### EXERCISE PROMPT
Could you extend the mailing-list reply about network drivers, carrying it on from where it stops?

### PAGE EXCERPT
****************************************

Asking for help

Robert G. Brown rgb at phy.duke.edu
Tue Dec 10 12:20:51 PST 2002


On Tue, 10 Dec 2002, chay hext wrote:

> Dear sir/madam, I am a student currently studying an AVCE In ICT in
> the United Kingdom and have been asked to research network drivers or
> any other drivers I was wondering if you could send any network drivers
> as an attachment as this is necessary for my course and have not had
> much luck so far and this would be very much appriaciated

The entire linux kernel, as well as the entire e.g. freebsd kernel, is
chock full of network (and other) device drivers in open source form and
are openly and freely available at (e.g.) www.kernel.org,
www.freebsd.org, and in all the linux distributions.  There is also at
least one book that I've familiar with on writing (linux) kernel drivers
(Linux Device Drivers, by A. Rubini, O'Reilly and Assoc.) which may be
updated at this point and have accumulated more authors, don't remember,
and finally www.scyld.com (and Don Becker, who lives there) has whole
network driver pages as he wrote a large chunk of the network drivers in
use in linux today.  Finally, there are numerous mailing lists devoted
to network drivers for specific devices.

It is a bit difficult to completely detach a study of "network drivers"

****************************************

### MATERIAL SHOWN
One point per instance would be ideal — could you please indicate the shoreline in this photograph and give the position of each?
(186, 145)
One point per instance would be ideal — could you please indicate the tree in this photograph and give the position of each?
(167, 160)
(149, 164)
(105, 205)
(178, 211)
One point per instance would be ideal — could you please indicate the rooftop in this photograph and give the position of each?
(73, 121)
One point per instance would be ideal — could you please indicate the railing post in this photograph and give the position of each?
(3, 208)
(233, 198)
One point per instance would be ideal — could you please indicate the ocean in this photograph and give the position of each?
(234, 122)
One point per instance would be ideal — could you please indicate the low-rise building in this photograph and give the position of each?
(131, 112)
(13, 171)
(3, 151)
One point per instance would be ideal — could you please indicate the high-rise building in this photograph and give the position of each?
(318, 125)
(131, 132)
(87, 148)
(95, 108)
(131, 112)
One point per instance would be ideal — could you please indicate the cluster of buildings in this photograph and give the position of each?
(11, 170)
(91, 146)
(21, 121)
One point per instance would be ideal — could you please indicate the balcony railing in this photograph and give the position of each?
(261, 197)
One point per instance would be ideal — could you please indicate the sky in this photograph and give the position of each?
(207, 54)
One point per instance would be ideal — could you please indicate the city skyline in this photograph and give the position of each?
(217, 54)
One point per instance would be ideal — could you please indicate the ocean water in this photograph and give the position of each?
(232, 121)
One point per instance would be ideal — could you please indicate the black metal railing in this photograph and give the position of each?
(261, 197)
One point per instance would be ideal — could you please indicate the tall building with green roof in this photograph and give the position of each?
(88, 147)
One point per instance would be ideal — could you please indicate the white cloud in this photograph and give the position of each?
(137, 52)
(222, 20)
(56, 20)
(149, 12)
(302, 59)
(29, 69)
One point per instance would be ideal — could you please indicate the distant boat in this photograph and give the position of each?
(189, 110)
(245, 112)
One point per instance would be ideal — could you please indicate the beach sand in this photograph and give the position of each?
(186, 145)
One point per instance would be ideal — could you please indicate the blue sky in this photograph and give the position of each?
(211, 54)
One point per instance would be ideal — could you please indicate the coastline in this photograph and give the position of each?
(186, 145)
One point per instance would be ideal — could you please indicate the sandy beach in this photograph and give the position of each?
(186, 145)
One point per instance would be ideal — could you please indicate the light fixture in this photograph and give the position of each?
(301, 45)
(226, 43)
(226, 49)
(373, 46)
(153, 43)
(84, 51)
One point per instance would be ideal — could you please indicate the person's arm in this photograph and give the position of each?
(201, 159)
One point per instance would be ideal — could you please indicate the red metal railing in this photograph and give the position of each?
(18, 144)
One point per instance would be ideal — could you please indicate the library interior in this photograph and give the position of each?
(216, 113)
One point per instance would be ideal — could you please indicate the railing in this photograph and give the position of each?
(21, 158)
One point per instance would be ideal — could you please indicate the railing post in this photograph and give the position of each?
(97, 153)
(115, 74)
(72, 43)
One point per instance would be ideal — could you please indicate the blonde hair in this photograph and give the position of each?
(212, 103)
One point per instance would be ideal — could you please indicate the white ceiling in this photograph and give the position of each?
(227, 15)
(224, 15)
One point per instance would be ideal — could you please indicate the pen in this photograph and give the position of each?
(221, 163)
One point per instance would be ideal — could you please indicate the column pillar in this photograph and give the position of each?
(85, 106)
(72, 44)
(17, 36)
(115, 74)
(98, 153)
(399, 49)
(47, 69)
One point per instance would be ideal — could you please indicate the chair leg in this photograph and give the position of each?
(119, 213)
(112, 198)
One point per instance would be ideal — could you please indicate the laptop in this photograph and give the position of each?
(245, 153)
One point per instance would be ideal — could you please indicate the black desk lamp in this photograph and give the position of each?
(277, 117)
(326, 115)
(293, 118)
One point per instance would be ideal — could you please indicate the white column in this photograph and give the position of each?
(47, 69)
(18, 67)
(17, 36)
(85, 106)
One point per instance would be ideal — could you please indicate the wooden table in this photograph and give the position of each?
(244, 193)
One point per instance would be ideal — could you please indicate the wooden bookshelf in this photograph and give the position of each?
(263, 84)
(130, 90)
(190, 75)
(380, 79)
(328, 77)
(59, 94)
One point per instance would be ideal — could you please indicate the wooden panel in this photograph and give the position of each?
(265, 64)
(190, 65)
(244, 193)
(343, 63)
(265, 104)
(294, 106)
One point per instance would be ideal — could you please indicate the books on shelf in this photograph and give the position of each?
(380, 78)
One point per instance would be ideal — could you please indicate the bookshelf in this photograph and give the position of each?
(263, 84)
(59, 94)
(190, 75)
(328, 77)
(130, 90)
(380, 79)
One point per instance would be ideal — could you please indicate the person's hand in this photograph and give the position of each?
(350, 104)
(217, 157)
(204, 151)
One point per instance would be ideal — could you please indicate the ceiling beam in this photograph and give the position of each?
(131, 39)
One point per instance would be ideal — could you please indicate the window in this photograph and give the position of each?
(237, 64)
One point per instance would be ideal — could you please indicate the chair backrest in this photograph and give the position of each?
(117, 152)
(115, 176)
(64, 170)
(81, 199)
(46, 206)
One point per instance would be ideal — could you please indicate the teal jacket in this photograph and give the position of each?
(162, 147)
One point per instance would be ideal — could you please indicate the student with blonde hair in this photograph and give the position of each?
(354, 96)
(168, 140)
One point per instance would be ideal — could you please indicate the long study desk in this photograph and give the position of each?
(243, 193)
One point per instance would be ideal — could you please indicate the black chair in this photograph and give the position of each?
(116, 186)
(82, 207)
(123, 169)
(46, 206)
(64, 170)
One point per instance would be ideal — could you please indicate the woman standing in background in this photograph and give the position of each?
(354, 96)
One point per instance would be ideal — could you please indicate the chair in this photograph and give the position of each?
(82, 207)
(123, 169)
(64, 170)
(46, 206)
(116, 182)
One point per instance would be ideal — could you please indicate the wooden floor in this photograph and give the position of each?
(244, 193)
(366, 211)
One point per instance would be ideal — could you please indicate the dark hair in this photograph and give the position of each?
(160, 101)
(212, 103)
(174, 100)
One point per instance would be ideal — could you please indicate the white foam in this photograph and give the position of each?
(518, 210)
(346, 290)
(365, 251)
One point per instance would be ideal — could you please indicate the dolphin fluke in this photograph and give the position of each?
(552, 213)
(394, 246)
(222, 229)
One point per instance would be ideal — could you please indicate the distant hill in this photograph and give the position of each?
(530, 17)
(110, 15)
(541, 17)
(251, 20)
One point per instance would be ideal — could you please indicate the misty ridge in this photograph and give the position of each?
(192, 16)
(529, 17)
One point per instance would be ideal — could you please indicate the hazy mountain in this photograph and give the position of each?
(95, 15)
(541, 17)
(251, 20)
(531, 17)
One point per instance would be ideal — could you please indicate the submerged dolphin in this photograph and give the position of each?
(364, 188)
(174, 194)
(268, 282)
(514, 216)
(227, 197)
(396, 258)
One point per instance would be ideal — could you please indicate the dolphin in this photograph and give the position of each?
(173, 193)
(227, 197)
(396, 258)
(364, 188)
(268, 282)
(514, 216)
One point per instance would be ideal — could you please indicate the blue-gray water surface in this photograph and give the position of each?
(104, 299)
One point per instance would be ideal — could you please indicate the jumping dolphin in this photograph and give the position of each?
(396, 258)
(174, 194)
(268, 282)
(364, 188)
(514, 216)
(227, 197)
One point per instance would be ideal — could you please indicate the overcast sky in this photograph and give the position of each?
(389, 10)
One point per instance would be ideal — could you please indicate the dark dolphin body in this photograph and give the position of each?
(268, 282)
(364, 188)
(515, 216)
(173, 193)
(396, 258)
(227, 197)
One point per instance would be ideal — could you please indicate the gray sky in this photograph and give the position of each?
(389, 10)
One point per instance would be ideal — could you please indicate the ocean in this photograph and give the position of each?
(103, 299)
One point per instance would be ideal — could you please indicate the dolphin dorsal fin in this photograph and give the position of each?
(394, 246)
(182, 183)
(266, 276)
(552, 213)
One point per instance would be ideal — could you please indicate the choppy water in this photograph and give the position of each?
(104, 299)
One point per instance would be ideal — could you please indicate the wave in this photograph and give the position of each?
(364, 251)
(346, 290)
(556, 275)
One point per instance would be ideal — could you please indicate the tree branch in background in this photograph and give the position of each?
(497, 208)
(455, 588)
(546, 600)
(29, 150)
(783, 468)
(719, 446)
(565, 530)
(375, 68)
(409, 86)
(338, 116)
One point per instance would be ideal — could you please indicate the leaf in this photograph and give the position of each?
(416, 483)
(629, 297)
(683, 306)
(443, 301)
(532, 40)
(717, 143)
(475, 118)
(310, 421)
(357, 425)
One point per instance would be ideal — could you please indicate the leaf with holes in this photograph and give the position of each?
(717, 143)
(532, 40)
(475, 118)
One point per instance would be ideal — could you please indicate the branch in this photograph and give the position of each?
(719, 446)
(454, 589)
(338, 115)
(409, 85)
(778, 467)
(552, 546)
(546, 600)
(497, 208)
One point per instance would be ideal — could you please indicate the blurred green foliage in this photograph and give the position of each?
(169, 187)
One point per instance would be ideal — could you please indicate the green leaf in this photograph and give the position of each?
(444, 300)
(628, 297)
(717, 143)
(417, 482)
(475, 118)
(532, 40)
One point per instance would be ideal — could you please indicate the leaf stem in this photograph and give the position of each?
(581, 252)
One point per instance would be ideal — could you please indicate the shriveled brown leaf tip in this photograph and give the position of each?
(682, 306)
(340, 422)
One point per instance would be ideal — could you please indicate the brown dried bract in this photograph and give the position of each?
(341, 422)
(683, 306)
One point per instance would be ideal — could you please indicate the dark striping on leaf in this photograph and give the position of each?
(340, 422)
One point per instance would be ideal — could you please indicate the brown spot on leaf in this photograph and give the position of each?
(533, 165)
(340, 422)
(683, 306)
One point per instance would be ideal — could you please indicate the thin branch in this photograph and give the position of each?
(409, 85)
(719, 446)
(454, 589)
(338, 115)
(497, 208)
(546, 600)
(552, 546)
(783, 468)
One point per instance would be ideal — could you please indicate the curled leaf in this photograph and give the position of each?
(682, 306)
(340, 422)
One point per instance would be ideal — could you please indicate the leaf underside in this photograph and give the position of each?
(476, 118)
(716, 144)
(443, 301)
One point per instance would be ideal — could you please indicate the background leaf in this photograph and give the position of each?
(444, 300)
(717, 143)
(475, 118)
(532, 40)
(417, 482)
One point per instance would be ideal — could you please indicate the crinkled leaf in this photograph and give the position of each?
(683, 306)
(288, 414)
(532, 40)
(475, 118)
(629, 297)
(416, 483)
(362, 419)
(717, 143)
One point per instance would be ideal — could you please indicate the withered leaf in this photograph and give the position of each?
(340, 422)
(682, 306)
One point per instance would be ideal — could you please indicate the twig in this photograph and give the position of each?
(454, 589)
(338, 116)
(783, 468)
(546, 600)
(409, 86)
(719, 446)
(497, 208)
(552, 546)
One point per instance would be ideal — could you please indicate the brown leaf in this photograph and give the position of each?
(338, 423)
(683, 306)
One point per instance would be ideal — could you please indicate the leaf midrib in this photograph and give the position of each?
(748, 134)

****************************************

### SOLVED PROBLEM
from the kernel and hardware architecture they are intended to function
in, since they have to do things like deal with asynchronous interrupts,
possible MP and multitasking, buffering, DMA, parallel threads of
operation and more, so you're probably going to want to study the entire
kernel and not just "network drivers" anyway.  

Even if your assignment is really up a couple of ISO/OSI levels and
intended to study e.g. the TCP stack this is still true -- you can learn
a lot about TCP and IP from RFC's and books and online documents on the
subject, but to understand "drivers" it helps to go into the kernel
where the drivers function, AFTER reading the aforementioned
documentation and learning how TCP/IP packets are formulated, routed,
and so forth.

Hope this helps.

   rgb

(Finally out from under yet another five day power outage, this time
from an unreal ice storm.  I've been "Franned".  This time we like to
froze our butts off as indoor temperatures dropped into the 40's... I
like calling North Carolina home...:-)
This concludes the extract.